EXERCISE GOAL | Go through the records below and write each one out again unchanged.

SUPPLIED ENTRIES |
◇ ◇ ◇

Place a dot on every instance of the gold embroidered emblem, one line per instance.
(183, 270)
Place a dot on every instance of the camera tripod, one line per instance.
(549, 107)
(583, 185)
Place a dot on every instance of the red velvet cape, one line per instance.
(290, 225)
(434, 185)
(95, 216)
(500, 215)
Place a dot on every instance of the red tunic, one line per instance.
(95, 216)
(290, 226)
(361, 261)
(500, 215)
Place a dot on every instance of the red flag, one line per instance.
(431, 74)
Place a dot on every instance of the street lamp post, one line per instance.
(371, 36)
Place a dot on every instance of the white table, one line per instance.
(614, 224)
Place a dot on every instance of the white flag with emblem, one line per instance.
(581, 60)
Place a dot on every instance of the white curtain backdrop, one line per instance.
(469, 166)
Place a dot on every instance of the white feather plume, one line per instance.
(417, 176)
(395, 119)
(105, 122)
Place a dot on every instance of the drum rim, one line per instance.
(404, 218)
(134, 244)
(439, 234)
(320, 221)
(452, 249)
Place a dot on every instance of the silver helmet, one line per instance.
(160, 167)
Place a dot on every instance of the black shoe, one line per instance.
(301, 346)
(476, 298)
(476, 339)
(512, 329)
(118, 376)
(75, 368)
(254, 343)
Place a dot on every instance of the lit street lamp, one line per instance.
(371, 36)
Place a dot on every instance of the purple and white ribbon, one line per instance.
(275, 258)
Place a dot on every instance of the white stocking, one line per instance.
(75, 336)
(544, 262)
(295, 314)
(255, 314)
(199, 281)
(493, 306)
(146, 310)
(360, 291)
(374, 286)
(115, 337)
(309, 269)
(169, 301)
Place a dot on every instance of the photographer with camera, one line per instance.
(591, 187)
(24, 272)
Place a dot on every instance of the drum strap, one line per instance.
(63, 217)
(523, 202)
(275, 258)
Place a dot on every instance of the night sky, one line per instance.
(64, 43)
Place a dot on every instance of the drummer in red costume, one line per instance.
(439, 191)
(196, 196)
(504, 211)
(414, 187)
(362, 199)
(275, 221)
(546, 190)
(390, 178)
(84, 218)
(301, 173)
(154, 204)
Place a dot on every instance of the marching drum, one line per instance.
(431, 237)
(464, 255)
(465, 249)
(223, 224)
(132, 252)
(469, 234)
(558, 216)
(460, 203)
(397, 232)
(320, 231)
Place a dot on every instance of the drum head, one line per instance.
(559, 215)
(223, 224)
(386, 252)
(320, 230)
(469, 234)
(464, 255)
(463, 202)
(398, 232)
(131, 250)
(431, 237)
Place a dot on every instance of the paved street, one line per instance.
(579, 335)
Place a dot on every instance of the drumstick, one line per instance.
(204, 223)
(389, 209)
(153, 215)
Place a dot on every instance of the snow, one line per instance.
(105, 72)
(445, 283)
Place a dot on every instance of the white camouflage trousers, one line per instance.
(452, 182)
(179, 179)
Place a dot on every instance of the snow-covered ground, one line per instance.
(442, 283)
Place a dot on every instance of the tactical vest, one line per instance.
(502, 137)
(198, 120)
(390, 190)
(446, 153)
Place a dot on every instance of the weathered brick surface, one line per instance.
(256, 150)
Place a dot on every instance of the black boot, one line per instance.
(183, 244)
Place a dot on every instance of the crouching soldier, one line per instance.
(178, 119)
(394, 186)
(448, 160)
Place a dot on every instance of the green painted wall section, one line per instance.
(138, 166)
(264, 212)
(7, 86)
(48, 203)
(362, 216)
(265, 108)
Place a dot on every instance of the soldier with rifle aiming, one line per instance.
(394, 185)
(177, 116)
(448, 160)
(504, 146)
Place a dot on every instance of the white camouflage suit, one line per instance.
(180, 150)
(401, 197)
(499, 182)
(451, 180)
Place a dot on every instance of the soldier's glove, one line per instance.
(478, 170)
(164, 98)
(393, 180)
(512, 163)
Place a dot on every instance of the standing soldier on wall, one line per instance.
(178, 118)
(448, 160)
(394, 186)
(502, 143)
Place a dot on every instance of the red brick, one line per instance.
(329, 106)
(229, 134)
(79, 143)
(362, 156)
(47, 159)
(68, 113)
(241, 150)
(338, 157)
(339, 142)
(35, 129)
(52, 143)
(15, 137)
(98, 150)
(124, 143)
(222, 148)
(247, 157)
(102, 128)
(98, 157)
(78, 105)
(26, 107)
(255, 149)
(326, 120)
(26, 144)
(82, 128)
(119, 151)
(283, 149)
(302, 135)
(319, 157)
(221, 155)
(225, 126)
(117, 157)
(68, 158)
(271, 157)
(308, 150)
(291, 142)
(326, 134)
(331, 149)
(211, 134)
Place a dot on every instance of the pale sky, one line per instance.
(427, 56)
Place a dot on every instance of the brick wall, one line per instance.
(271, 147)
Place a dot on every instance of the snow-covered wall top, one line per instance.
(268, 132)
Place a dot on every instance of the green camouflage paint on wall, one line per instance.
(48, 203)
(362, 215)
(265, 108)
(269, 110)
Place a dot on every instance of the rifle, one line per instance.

◇ ◇ ◇

RESPONSE AREA |
Place a dot on every instance of the gold embroidered emblem, one line per instance.
(183, 270)
Place a dot on every instance of the camera tripod, one line per instance.
(549, 107)
(583, 185)
Place a dot on every instance of the red velvet cape, one line per instance.
(290, 225)
(434, 185)
(95, 216)
(500, 215)
Place a dot on every instance of the red tunic, one line per instance.
(95, 216)
(290, 226)
(361, 261)
(500, 215)
Place a dot on every instance of the red flag, one line per instance.
(431, 74)
Place a dot on every instance of the street lamp post, one line per instance.
(371, 36)
Place a dot on every instance of the white table, one line per instance.
(614, 224)
Place a dot on every instance of the white flag with emblem, one line per instance.
(581, 60)
Place a dot on every instance of the white curtain backdrop, one line per instance.
(469, 166)
Place a dot on every instance of the white feather plume, one line per instance.
(417, 176)
(395, 119)
(105, 122)
Place a dot on every instance of the drum rim, one line per instance.
(404, 218)
(134, 244)
(439, 234)
(320, 221)
(452, 249)
Place a dot on every instance of the silver helmet, one line per instance.
(160, 167)
Place a dot on every instance of the black shoe, one line per instance.
(301, 346)
(476, 298)
(476, 339)
(512, 329)
(118, 376)
(75, 368)
(254, 343)
Place a dot on every instance of the lit street lamp, one line per instance.
(371, 36)
Place a dot on every instance of the purple and white ribbon, one line per instance.
(275, 258)
Place a dot on every instance of the white stocking, one line per instance.
(75, 336)
(544, 262)
(295, 314)
(255, 314)
(199, 281)
(493, 306)
(146, 310)
(360, 291)
(374, 286)
(115, 337)
(309, 269)
(169, 301)
Place a dot on every instance of the photographer with camera, one line per instance.
(591, 187)
(24, 272)
Place a dot on every instance of the drum strap, one line per instance.
(63, 217)
(523, 202)
(275, 258)
Place a dot on every instance of the night sky, one line per instance.
(64, 43)
Place a dot on every instance of the drummer in red costume, one line per instance.
(439, 191)
(196, 196)
(504, 211)
(414, 187)
(362, 199)
(275, 221)
(546, 190)
(390, 178)
(84, 218)
(301, 173)
(154, 204)
Place a dot on every instance of the marching drum, one line per instance.
(431, 237)
(464, 255)
(465, 249)
(223, 224)
(132, 252)
(469, 234)
(558, 216)
(460, 203)
(397, 232)
(320, 231)
Place a dot on every instance of the drum head, one line per instance.
(559, 215)
(223, 224)
(386, 252)
(320, 230)
(469, 234)
(464, 255)
(463, 202)
(398, 232)
(131, 250)
(431, 237)
Place a dot on every instance of the paved street, one line per instance.
(579, 335)
Place a dot on every instance of the drumstick, one line per instance.
(204, 223)
(389, 209)
(153, 215)
Place a dot on every instance of the snow, one line per instance.
(105, 72)
(445, 283)
Place a dot on every instance of the white camouflage trousers, one line per instance.
(452, 182)
(179, 179)
Place a dot on every instance of the snow-covered ground, one line per instance.
(442, 283)
Place a dot on every instance of the tactical vest, one line per instance.
(502, 137)
(198, 120)
(390, 190)
(446, 153)
Place a dot on every instance of the weathered brick surface, one line per instance.
(256, 150)
Place a dot on every instance of the black boot, one line per instance.
(183, 244)
Place a dot on every instance of the crouching soldier, one line per instance.
(178, 119)
(394, 186)
(448, 160)
Place a dot on every instance of the green painted wall section, one line per instance.
(138, 166)
(264, 212)
(7, 86)
(48, 203)
(362, 216)
(265, 108)
Place a dot on every instance of the soldier with rifle aiming, one line per instance.
(394, 185)
(177, 116)
(448, 160)
(504, 146)
Place a dot on every instance of the white camouflage suit, one line per instance.
(180, 150)
(401, 197)
(499, 182)
(451, 180)
Place a dot on every instance of the soldier's glove, one line per instance.
(478, 170)
(164, 98)
(393, 180)
(512, 163)
Place a dot on every instance of the standing soldier on wall, one line per instance.
(178, 118)
(448, 160)
(394, 186)
(502, 143)
Place a dot on every instance of the red brick, one line per instance.
(329, 106)
(229, 134)
(79, 143)
(362, 156)
(47, 159)
(68, 113)
(241, 150)
(338, 157)
(339, 142)
(35, 129)
(52, 143)
(15, 137)
(98, 150)
(124, 143)
(222, 148)
(247, 157)
(102, 128)
(98, 157)
(78, 105)
(26, 107)
(255, 149)
(326, 120)
(26, 144)
(82, 128)
(119, 151)
(283, 149)
(302, 135)
(319, 157)
(221, 155)
(225, 126)
(117, 157)
(68, 158)
(271, 157)
(308, 150)
(291, 142)
(326, 134)
(331, 149)
(211, 134)
Place a dot on every instance of the pale sky, one line per instance.
(427, 56)
Place a dot on every instance of the brick wall, one line per instance.
(271, 147)
Place a dot on every instance of the snow-covered wall top, one line per instance.
(268, 132)
Place a dot on every instance of the green camouflage paint on wall, one line per instance.
(48, 203)
(362, 215)
(265, 108)
(269, 110)
Place a dot on every instance of the rifle, one line per instance.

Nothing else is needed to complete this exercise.